The Maya Declaration is a global initiative for responsible and sustainable financial inclusion issued by the Alliance for Financial Inclusion that aims to reduce poverty and ensure financial stability for the benefit of all. It is the first global and measurable set of financial inclusion commitments by developing and emerging economies.

The Maya Declaration is broad in nature, focusing on creating the right environment; implementing the correct framework; ensuring consumer protection measures are taken and using data to inform and track financial inclusion efforts. The declaration was made through AFI's network of financial institutions and, although no vote was taken, its common principles have been implicitly adopted by all the network's members.

==History==
Since its launch at the 2011 Global Policy Forum (GPF) in Mexico, members of the Alliance for Financial Inclusion (AFI) have made concrete financial inclusion targets, continued to implement in-country policy improvements and regularly shared progress updates on the AFI Data Portal (ADP). The founding members were:
- Comisión Nacional Bancaria y de Valores
- Superintendencia de Banca, Seguros y AFP del Peru
- Reserve Bank of Fiji
- Bank of Tanzania
- Banque de la Republique du Burundi
- Banque Centrale de la Republique de Guinee
- Bank of Uganda
- Central Bank of Kenya
- Central Bank of Nigeria
- Reserve Bank of Malawi
- National Bank of Rwanda

=== Accords over the years ===
The Maya Declaration laid the groundwork for AFI members to develop and adopt a series of accords, action plans and statements that outline specific goals and target different aspects of financial inclusion over the years.

*DATASET RECORDS*:
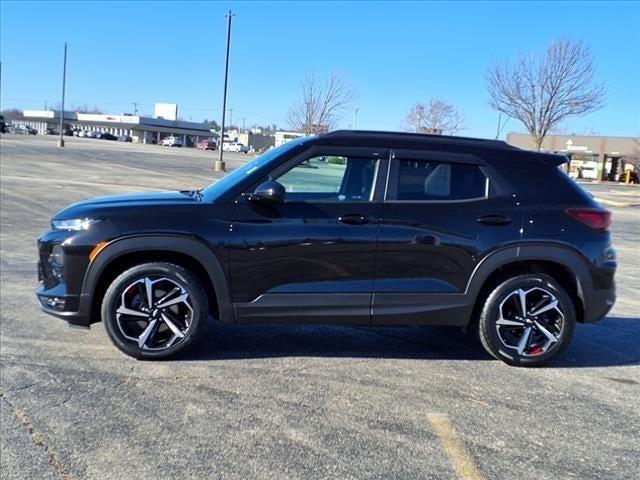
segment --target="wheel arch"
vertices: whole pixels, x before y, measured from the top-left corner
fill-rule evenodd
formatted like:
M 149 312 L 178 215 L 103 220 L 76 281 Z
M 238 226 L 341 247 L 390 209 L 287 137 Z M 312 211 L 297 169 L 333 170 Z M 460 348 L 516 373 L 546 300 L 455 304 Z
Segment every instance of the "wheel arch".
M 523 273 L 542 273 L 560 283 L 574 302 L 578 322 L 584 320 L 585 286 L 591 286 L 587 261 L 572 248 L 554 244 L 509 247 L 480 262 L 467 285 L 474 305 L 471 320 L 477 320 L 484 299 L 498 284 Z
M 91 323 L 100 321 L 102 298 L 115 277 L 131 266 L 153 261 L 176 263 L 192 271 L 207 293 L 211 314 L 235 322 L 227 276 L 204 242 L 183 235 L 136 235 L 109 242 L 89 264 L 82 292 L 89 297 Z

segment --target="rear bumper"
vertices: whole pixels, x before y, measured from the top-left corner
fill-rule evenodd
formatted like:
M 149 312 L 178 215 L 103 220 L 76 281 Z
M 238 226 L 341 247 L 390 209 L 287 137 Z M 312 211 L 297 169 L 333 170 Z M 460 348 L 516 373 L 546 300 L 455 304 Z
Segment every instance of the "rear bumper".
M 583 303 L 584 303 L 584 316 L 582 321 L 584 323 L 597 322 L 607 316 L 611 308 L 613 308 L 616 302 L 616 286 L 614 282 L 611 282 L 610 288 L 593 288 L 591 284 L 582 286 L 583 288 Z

*WORK ITEM*:
Answer these questions using the text on the Maya Declaration.
1. Which organization issued the Maya Declaration?
2. At what event was the declaration launched, and in what country?
3. Where do members regularly share progress updates?
The material comes from a separate source and has no connection to the text about the Maya Declaration.

*EXERCISE OUTPUT*:
1. The Alliance for Financial Inclusion (AFI).
2. The 2011 Global Policy Forum (GPF), in Mexico.
3. On the AFI Data Portal (ADP).